Adversarially Robust Approximate Furthest Neighbor¶

Conference: ICML 2026
arXiv: 2605.16618
Code: No public code
Area: Optimization / Theoretical Algorithms
Keywords: Approximate Furthest Neighbor, Adaptive Query, Adversarially Robust Data Structures, Random Projection, High-dimensional Geometry

TL;DR¶

This theoretical paper provides the first approximate furthest neighbor data structure resistant to adaptive query adversaries. While maintaining a query complexity with \(n\)-dependence similar to Indyk's classical oblivious algorithm, it demonstrates that traditional random projection furthest neighbor algorithms can be broken by adaptive queries.

Background & Motivation¶

Background: Nearest neighbor and furthest neighbor searches are fundamental geometric primitives in high-dimensional data analysis. Though less discussed than nearest neighbor, furthest neighbor is natural in diversity maximization, anomaly detection, hard negative mining, adversarial sample generation, reinforcement learning exploration, and clustering.

Limitations of Prior Work: Classical randomized data structures typically assume all queries are fixed before the data structure's randomness is determined, known as oblivious queries. Modern machine learning pipelines more commonly feature interactive or closed-loop scenarios: after the algorithm returns a point, the next query is adjusted based on previous answers. Such adaptive queries can leak the random blind spots of the data structure, invalidating classical Monte Carlo guarantees.

Key Challenge: Furthest neighbor is a search problem that returns concrete points rather than simple distance values. While distance estimation can be robustified using covering balls and stable estimators, the identity of furthest neighbor candidates can change abruptly with the query position, making it difficult to directly apply existing adaptive distance estimation frameworks.

Goal: The authors aim to answer a fundamental question: under a fully adaptive query model, can approximate furthest neighbor still achieve sublinear query time relative to the data scale \(n\)? Additionally, they seek to explain why the direct use of Indyk’s oblivious random projection algorithm is not robust.

Key Insight: The paper treats the classical random projection algorithm as an analyzable "white box": first strengthening the smooth success guarantee of a single query, then using query space covering and union bounds to ensure the guarantee holds for all possible queries simultaneously. Finally, only a few base data structures are sampled and filtered using robust distance estimation.

Core Idea: Use multiple independent random projection data structures to cover the entire query space, ensuring any adaptive query is a "good query" for at least half of the structures. Then, use a small amount of random sampling and robust distance estimation to select the approximate furthest neighbor from the candidate set.

Method¶

This paper does not feature a conventional experimental system; its core contributions are algorithmic construction, complexity proofs, and attacks on oblivious algorithms. The method can be understood as upgrading Indyk’s random projection furthest neighbor algorithm from "high probability success for a fixed query" to "simultaneous success for all possible adaptive queries."
---
Copy the passage of the summary word for word, starting at "Background: Nearest neighbor" and ending at "exploration, and clustering.". The data after the summary is separate material.

▸ DATA SHOWN:
---
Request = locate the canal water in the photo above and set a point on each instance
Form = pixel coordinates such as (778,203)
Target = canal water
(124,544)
---
▸ RESULT OF THE EXERCISE:
Background: Nearest neighbor and furthest neighbor searches are fundamental geometric primitives in high-dimensional data analysis. Though less discussed than nearest neighbor, furthest neighbor is natural in diversity maximization, anomaly detection, hard negative mining, adversarial sample generation, reinforcement learning exploration, and clustering.